▶ [EXTRACTED MATERIAL]:

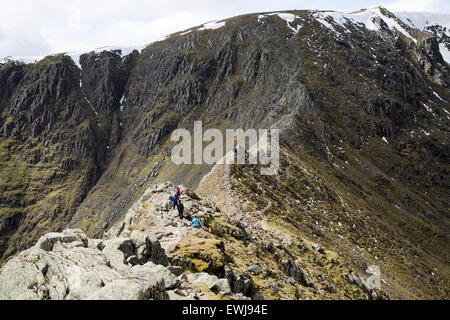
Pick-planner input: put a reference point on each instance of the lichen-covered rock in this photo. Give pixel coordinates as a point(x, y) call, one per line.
point(70, 266)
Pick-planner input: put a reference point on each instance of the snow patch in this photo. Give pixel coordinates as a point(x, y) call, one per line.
point(435, 93)
point(212, 25)
point(288, 17)
point(427, 108)
point(445, 53)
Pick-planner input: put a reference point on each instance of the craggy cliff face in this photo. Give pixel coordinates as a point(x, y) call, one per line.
point(361, 101)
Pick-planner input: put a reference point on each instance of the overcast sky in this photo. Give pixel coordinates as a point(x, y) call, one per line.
point(40, 27)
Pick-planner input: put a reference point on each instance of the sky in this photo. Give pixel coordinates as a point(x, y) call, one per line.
point(41, 27)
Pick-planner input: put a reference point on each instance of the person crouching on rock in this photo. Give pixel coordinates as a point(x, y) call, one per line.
point(197, 223)
point(180, 208)
point(175, 200)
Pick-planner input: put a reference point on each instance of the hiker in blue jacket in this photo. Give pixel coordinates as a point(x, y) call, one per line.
point(175, 200)
point(197, 223)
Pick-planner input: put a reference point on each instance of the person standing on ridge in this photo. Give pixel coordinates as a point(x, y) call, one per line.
point(175, 200)
point(197, 223)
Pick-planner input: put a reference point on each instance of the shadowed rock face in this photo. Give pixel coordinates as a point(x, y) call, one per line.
point(78, 147)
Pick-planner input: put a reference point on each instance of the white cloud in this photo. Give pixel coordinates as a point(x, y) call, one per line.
point(30, 27)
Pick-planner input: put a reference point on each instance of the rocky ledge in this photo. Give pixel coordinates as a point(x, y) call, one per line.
point(71, 266)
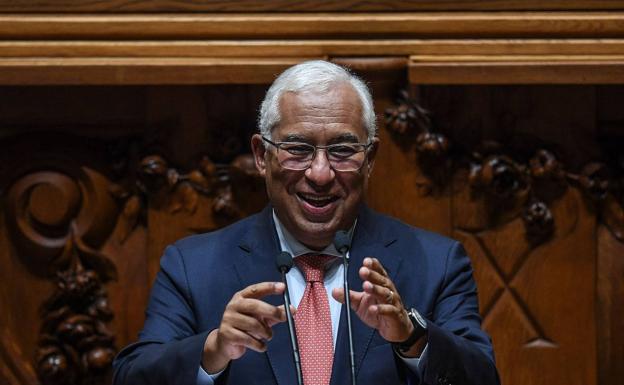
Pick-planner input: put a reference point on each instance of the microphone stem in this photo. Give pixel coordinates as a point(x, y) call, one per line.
point(345, 262)
point(291, 331)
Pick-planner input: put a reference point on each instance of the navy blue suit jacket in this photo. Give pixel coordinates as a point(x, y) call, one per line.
point(200, 274)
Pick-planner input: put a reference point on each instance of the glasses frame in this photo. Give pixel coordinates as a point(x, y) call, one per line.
point(278, 146)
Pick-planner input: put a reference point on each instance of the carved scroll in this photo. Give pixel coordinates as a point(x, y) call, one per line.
point(58, 221)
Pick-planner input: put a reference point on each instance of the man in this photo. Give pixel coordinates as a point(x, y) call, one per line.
point(216, 313)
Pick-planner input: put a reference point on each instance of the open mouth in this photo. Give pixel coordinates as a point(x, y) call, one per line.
point(317, 200)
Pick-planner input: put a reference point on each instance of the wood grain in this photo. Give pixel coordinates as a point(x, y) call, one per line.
point(124, 71)
point(517, 72)
point(317, 25)
point(298, 6)
point(315, 47)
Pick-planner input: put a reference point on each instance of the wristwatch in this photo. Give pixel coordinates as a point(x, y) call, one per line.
point(420, 329)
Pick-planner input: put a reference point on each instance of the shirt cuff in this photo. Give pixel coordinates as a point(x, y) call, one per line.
point(205, 378)
point(413, 363)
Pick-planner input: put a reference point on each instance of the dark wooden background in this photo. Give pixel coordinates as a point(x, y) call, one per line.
point(120, 133)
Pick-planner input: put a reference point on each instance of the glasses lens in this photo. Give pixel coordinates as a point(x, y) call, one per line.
point(295, 156)
point(342, 157)
point(346, 157)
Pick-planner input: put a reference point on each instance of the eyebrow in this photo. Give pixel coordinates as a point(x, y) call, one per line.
point(342, 138)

▶ [WHAT IS ASKED]: Reproduce the portion of the listing above that runs from its start through the line containing "point(70, 266)", both ends included, keeping the requests but omitting the pictures. Multiply every coordinate in the answers by 0.55 and round each result to a whole number, with halves rounded up.

▶ [EXERCISE ANSWER]:
Pick-planner input: put a reference point on each instance of the lichen-covered rock in this photo. Give pixel coordinates as a point(x, y) call, one per line.
point(39, 146)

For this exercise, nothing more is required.